Output every one of the following lines unchanged, keeping each character and line break as it appears.

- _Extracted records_
[Begin]
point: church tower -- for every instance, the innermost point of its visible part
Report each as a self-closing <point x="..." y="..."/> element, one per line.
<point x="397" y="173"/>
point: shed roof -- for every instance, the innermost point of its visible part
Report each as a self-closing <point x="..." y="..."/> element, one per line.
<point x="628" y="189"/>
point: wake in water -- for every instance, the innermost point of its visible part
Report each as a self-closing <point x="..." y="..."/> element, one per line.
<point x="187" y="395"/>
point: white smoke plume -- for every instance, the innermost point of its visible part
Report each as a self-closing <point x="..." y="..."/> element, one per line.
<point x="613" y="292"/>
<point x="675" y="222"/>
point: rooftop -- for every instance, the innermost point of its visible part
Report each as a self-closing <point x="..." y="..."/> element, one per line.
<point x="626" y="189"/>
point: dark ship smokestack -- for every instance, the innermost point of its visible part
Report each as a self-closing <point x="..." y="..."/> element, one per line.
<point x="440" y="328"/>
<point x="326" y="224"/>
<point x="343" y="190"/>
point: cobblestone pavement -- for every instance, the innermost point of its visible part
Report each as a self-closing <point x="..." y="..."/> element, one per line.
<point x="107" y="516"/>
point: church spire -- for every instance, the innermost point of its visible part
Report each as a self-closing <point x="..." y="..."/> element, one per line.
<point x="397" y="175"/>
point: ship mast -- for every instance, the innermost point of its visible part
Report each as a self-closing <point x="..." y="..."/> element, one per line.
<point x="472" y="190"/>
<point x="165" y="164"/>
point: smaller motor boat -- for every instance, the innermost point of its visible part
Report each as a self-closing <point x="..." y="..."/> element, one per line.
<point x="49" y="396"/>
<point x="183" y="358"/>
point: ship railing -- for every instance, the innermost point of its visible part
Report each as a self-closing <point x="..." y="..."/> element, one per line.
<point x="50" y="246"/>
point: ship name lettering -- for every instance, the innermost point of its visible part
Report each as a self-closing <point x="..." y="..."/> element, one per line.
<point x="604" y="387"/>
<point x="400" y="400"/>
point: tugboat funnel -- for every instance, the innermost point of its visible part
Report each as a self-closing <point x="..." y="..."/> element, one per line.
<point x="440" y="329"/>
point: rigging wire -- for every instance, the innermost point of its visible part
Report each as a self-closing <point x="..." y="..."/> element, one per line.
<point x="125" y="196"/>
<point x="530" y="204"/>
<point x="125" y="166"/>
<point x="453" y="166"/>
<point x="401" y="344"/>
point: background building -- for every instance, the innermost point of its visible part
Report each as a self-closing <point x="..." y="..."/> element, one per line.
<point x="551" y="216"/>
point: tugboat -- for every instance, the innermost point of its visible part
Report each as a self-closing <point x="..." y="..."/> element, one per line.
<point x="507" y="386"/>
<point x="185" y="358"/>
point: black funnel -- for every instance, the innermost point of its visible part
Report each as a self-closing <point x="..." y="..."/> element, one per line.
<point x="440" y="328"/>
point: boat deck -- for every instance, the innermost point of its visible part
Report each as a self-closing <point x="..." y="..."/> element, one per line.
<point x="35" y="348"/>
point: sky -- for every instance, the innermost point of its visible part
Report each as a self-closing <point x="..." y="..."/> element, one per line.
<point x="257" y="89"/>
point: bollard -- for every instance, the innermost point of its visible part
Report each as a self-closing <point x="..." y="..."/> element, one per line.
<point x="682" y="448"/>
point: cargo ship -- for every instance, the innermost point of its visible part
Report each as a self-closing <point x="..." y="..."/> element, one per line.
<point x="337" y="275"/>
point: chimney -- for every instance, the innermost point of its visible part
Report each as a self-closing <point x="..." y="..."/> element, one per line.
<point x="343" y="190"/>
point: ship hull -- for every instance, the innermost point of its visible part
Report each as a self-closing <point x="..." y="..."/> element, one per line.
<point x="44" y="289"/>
[End]
- _FINISHED EXERCISE_
point: church tower -- for every instance, the innermost point of its visible part
Report each as a self-closing <point x="..." y="..."/> element, one per line.
<point x="397" y="173"/>
point: shed roof -- for every instance, the innermost point of its visible part
Report each as a self-closing <point x="..." y="..."/> element, one per line.
<point x="628" y="189"/>
point: wake in water -- for every instance, the innermost point of its visible part
Report each as a self-closing <point x="..." y="..."/> element, one per line.
<point x="187" y="395"/>
point: white smoke plume -- for every instance, the innermost point of its visible part
Report each as a self-closing <point x="..." y="..."/> element, one per line.
<point x="613" y="292"/>
<point x="675" y="222"/>
point: rooftop -- for every instance, the innermost point of its visible part
Report each as a self-closing <point x="..." y="..."/> element, one per line.
<point x="626" y="189"/>
point: dark ship smokestack -- for every instance, the innermost point of its visible part
Report each as a self-closing <point x="..." y="..."/> element, one per line.
<point x="440" y="328"/>
<point x="326" y="224"/>
<point x="343" y="190"/>
point: cobblestone pavement -- for every instance, the innermost point of its visible part
Report each as a self-closing <point x="..." y="..."/> element, one per line.
<point x="107" y="516"/>
point: church spire -- for every instance, the innermost point of its visible part
Report each as a self-closing <point x="..." y="..."/> element, one per line.
<point x="397" y="175"/>
point: ship mast -- for every instance, the innermost point of its visible part
Report each as a self-closing <point x="..." y="..."/> element, one per line.
<point x="472" y="190"/>
<point x="165" y="164"/>
point: smaller motor boat -- for every instance, the innermost point of its visible part
Report each as a self-closing <point x="..." y="..."/> element, one per line.
<point x="49" y="396"/>
<point x="183" y="358"/>
point: ship railing -- for every instance, the innermost point of its visible part
Report each as a self-closing <point x="..." y="..."/> element, one per line.
<point x="50" y="246"/>
point: ship name lettering -- for every instance, the innermost point of its visible part
Report each as a self-closing <point x="..." y="..."/> element, one per line.
<point x="604" y="387"/>
<point x="400" y="400"/>
point: tugboat funnel -- for every instance, the innermost point of its visible part
Report each as a self-closing <point x="..." y="..."/> element, one per line.
<point x="440" y="329"/>
point: rigging wire -- for every instance, the innermost point of its visible part
Report each as a self-closing <point x="..." y="..."/> element, one per line.
<point x="125" y="196"/>
<point x="530" y="204"/>
<point x="125" y="166"/>
<point x="453" y="166"/>
<point x="401" y="344"/>
point: background building -- for every instance, the innermost point of its visible part
Report each as a self-closing <point x="..." y="..."/> element, one per line.
<point x="551" y="216"/>
point: tugboat -- for every instance, the innermost point of its visible part
Report each as a self-closing <point x="..." y="..."/> element, one per line.
<point x="507" y="386"/>
<point x="185" y="358"/>
point: black funnel -- for every instance, the innermost point of its visible part
Report each as a self-closing <point x="..." y="..."/> element, one per line.
<point x="440" y="328"/>
point: boat deck -- for every instance, the innermost point of its visible part
Report each as a self-closing <point x="..." y="..."/> element, one per line.
<point x="35" y="348"/>
point: sky -- for every instance, the innermost point of its visible part
Report each as a self-closing <point x="..." y="..."/> element, one per line.
<point x="257" y="89"/>
point: bollard -- for every instance, the innermost point of its visible part
Report each as a self-closing <point x="..." y="..."/> element, one per line.
<point x="682" y="448"/>
point: cargo ship -- for every instance, the innermost point of its visible part
Report each as a self-closing <point x="..." y="..."/> element, one per line.
<point x="337" y="275"/>
point: chimney -- for every instance, the innermost point of its visible part
Report each as a self-closing <point x="..." y="..."/> element, one per line.
<point x="343" y="190"/>
point: ship hull -- for every instance, the innermost point of its visible part
Report each as a self-closing <point x="..." y="..."/> element, one per line.
<point x="44" y="289"/>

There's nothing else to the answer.